旧暦の九月九日(クガツクンチ)は、諸鈍シバヤをはじめ、
実久三次郎祭り、各地の権現祭など集落によってさまざまな伝統的行事が行なわれています。
「瀬戸内町誌 民俗編」によると、
旧九月九日はミキを作り、
村の神山や神社にて、火ノ神や健康への祈願をし、
集落よっては、八月踊りの踊り納めが行なわれたりしていたと書いてあります。
さて今回は、瀬戸内町の西側にある、
管鈍(くだどん)集落でミキ作りを記録させていただきました。
旧九月九日(新暦10月23日)の前日の朝8時、
公民館にまず集合です。
男性は区長だけで、主に婦人による作業です。
区長は山からミキのフタにする芭蕉の葉を採られてきてました。
芭蕉(ばしょう)はバナナに近い仲間で、奄美では山のあちこちに生えています。
バナナと同じような実をつけますが、種が多くあまり食べられません。
葉が広く柔軟性があるのでおにぎりの敷物などにも使われたりします。
公民館の中では、ミキ作りが始まっていました。
台所では、ミキに入れるサツマイモの皮を綺麗にむき、おろし金ですり下ろしています。
一方では大きな鍋に、米粉と水を入れて炊いています。
米粉は、古仁屋の製粉屋に米を持って行ってお願いして作ったものです。
炊いている間、婦人の方々が交代で混ぜ続けます。
そうすると、30分ほどで粘り気が出て、
最後は白いカスタードクリームのようになりました。
あとは冷ましてからイモを入れるので、
一旦、芭蕉の葉でふたをして休憩です。
休憩中、集落を散策していると、可愛い犬が。
遠くから尻尾を振って、耳を垂らして遊んで!と訴えてきたので、
ちょっと遊んできました。のどかでいいですねー。
さて午後になり、4時間ほどたって冷めた鍋に、
生のサツマイモのすりおろしたのを混ぜます。

▶ [データ抜粋]:

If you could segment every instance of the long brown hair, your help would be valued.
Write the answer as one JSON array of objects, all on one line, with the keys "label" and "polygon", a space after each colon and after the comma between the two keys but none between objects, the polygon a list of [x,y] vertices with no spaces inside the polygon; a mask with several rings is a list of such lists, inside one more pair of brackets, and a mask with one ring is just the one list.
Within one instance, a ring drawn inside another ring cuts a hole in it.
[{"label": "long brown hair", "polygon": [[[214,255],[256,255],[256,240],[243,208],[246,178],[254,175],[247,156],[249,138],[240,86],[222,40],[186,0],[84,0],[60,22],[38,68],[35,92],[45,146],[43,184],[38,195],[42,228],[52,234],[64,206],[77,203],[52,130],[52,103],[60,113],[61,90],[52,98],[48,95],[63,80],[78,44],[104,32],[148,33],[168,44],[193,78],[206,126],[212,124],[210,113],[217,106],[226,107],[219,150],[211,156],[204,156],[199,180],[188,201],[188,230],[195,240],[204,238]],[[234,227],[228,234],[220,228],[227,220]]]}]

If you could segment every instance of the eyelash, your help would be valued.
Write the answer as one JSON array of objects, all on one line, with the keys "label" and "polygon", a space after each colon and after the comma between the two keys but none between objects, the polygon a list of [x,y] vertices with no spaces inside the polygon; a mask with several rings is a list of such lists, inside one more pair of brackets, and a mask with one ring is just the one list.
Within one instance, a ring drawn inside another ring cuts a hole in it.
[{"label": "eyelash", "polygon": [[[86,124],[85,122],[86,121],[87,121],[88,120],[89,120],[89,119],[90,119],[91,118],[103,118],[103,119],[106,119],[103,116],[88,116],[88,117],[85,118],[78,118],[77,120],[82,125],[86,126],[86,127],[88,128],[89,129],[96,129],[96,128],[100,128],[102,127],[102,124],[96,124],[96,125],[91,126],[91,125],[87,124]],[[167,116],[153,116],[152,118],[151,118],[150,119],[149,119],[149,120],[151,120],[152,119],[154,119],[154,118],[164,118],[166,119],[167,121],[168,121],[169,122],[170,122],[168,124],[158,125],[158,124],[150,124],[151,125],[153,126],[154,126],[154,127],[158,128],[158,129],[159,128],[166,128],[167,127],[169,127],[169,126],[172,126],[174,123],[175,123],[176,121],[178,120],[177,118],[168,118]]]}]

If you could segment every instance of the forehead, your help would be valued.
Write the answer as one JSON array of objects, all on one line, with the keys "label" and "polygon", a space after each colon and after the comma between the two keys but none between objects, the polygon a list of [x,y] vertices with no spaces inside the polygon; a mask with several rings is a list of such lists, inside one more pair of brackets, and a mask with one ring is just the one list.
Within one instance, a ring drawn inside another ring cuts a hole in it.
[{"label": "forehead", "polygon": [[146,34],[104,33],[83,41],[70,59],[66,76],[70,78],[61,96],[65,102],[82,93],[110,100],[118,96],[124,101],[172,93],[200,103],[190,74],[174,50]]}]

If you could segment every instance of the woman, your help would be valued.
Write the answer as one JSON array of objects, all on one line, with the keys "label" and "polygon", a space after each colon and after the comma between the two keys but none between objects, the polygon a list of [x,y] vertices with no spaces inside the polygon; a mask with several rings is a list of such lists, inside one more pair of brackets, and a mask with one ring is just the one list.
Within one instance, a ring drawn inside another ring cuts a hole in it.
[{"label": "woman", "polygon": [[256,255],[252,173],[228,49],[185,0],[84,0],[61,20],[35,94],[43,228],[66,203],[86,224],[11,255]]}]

▶ [課題一覧]:
a: ミキ作りの文章を、一字も変えずに最初から最後まで書き写してください。
b: 記録の中で「If you could segment every instance of the woman, your」がある行から始めて、記録の最後の行まで、「valued」を「appreciated」に入れ替えて書き直してください。それ以外は元のままにし、この範囲の行だけを出してください。
ミキ作りの文章と記録のあいだには、何のつながりもありません。

▶ [解答一覧]:
a:
旧暦の九月九日(クガツクンチ)は、諸鈍シバヤをはじめ、
実久三次郎祭り、各地の権現祭など集落によってさまざまな伝統的行事が行なわれています。
「瀬戸内町誌 民俗編」によると、
旧九月九日はミキを作り、
村の神山や神社にて、火ノ神や健康への祈願をし、
集落よっては、八月踊りの踊り納めが行なわれたりしていたと書いてあります。
さて今回は、瀬戸内町の西側にある、
管鈍(くだどん)集落でミキ作りを記録させていただきました。
旧九月九日(新暦10月23日)の前日の朝8時、
公民館にまず集合です。
男性は区長だけで、主に婦人による作業です。
区長は山からミキのフタにする芭蕉の葉を採られてきてました。
芭蕉(ばしょう)はバナナに近い仲間で、奄美では山のあちこちに生えています。
バナナと同じような実をつけますが、種が多くあまり食べられません。
葉が広く柔軟性があるのでおにぎりの敷物などにも使われたりします。
公民館の中では、ミキ作りが始まっていました。
台所では、ミキに入れるサツマイモの皮を綺麗にむき、おろし金ですり下ろしています。
一方では大きな鍋に、米粉と水を入れて炊いています。
米粉は、古仁屋の製粉屋に米を持って行ってお願いして作ったものです。
炊いている間、婦人の方々が交代で混ぜ続けます。
そうすると、30分ほどで粘り気が出て、
最後は白いカスタードクリームのようになりました。
あとは冷ましてからイモを入れるので、
一旦、芭蕉の葉でふたをして休憩です。
休憩中、集落を散策していると、可愛い犬が。
遠くから尻尾を振って、耳を垂らして遊んで!と訴えてきたので、
ちょっと遊んできました。のどかでいいですねー。
さて午後になり、4時間ほどたって冷めた鍋に、
生のサツマイモのすりおろしたのを混ぜます。

b:
If you could segment every instance of the woman, your help would be appreciated.
Write the answer as one JSON array of objects, all on one line, with the keys "label" and "polygon", a space after each colon and after the comma between the two keys but none between objects, the polygon a list of [x,y] vertices with no spaces inside the polygon; a mask with several rings is a list of such lists, inside one more pair of brackets, and a mask with one ring is just the one list.
Within one instance, a ring drawn inside another ring cuts a hole in it.
[{"label": "woman", "polygon": [[256,255],[252,173],[228,49],[185,0],[84,0],[61,20],[35,94],[43,228],[66,203],[86,224],[11,255]]}]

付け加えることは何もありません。